◆ Written exercise 1: From the essay on democracy and the peaceful transfer of power, extract the passage starting with "Compare this to" and going on through "every few years.".
◆ Written exercise 2: Condense the paragraph of the essay on democracy and the peaceful transfer of power that begins "People may make poor decisions," keeping its main points.
◆ Written exercise 3: Proceed with the essay on democracy and the peaceful transfer of power, picking up after its final paragraph.

Political parties have started a trend preventing peaceful transfer of power based on unfavourable electoral results
n political science academic circles, we exhibit a fairly clear preference for democracy as the most desirable form of government. As one would expect, people who have, to put it mildly, less than an ideal experience of practical democracy, such as in the case of Pakistan, justifiably question our pro-democracy bias. Sometimes, these questions take quite a simplistic form such as: what has democracy given us except a corrupt elite? On other occasions, somewhat polished theoretical questions around the democracy’s propensity to descend into majoritarian autocracies are raised.
It would be academically imprudent and intellectually arrogant to brush off either type of questions. In such discussions, whatever riposte one may muster in defence of democracy, invites further challenges. Democracy, after all, as Churchill admitted, is the worst form of government except for all others that have been tried from time to time. Lately, I have figured that there is one argument to vindicate democracy that I feel comfortable promoting: the chief merit of democracy is that it provides for a smooth, or at least smoother, transfer of power.
People may make poor decisions. From time to time, they may return leaders to power where one may be led to see the less funny side of Mark Twain’s ageless wit in his saying: “Hain’t we got all the fools in town on our side? And hain’t that a big enough majority in any town?” But the principal logic behind democracy is not that people are wise and therefore, the matters of collective significance should be left to their judgment. Rather, it is that even fools may be slightly wiser the next time around.
Compare this to any other form of government. You may observe good or evil kings, benevolent or brutal dictators, but you will rarely see a transfer of power that is comparable to what we witness in even less than perfect democracies every few years.
I have started with this discussion about a single virtue of democracy – the transition from one party in government to another – due to a dangerous trend where political parties have started to raise reservations about the results of elections, and then make an effort to prevent a peaceful transfer of power. The argument naturally follows that if peaceful transition is the foremost merit of democracy, in undermining this process, we undermine not only democracy in how it is practiced but also the very concept on which democracy rests.

◆ Supplied records:
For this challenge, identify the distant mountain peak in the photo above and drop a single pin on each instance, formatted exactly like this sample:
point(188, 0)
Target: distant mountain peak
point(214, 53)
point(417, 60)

◆ Result 1:
Compare this to any other form of government. You may observe good or evil kings, benevolent or brutal dictators, but you will rarely see a transfer of power that is comparable to what we witness in even less than perfect democracies every few years.

◆ Result 2: People can choose badly and sometimes return leaders to power in ways that recall Mark Twain's quip about fools forming a big enough majority in any town. Democracy's main logic, though, is not that people are wise enough to decide matters of collective significance. It is that even fools may be slightly wiser the next time around.

◆ Result 3:
Does this mean that elections are always fair and that a party should accept results even when there are glaring flaws in the process? Far from it; but parties should know better than to raise doubts about and try to overturn the results of elections without providing verifiable evidence in support of such claims. If unwelcome results are the only proof of election misconduct, that is hardly ground for reversing the outcomes.
Going into the elections, whenever they are held, and whether those are held in parts or simultaneously, I would imagine that any party that competes for public office would abide by some basic rules of the game. The foremost among such rules is that there is no party that should be certain of a specific outcome. A party or movement might be riding a visible wave but that is at best an approximation of the popularity of its leadership, and does not have the same legal standing as that of an electoral mandate. If a party participates in the elections without showing readiness to accept adverse outcomes, it has assumed a dishonest approach to the process from the outset.
As we saw in the United States, leaders questioning the results of elections without evidence, comes at a significant cost for the democratic spirit, not only among the political class but also in the society. It breeds and nurtures cynicism and scepticism regarding democracy in the masses that usually results in apathy, and in some cases, outright radicalisation of the political sphere. Since Trump’s and the Republican Party’s questioning of the outcome of the 2020 presidential elections, the public trust in the American democracy has significantly eroded. Among those on the far right, there are calls for resorting to violent overthrow of the government. The situation in Pakistan can be even more dire with our lack of clarity regarding democracy and, in the clear and present ideological challenges, that our transitionary democracy continues to face.
Such rejection of results can become an unending cycle. If one party can reject election results without proof, what prevents the other from emulating it when it finds itself lower down the podium? This is a recipe for unending political instability that a country like Pakistan can hardly afford and this undermines not only the credibility of our democracy among our own population but also among the members of the international community.
The other issue with promoting unfounded allegations of electoral malpractice is that it presents opposing parties as essentially dishonest actors. While one can reconcile with actors across ideological or political spectrum, reconciling with actors one has framed as essentially evil is a more difficult proposition. This will further harm the social and political cohesion that has continuously been shredded for the last many years.
Rather than question the results of the elections after unfavourable results, a party with truly principled positions would work towards and legislate for transparency in the electoral process. Democracy is less a form of government and more of an approach to social life. How a people take a win or loss – with magnanimity or otherwise – reveals a lot about their individual and collective character.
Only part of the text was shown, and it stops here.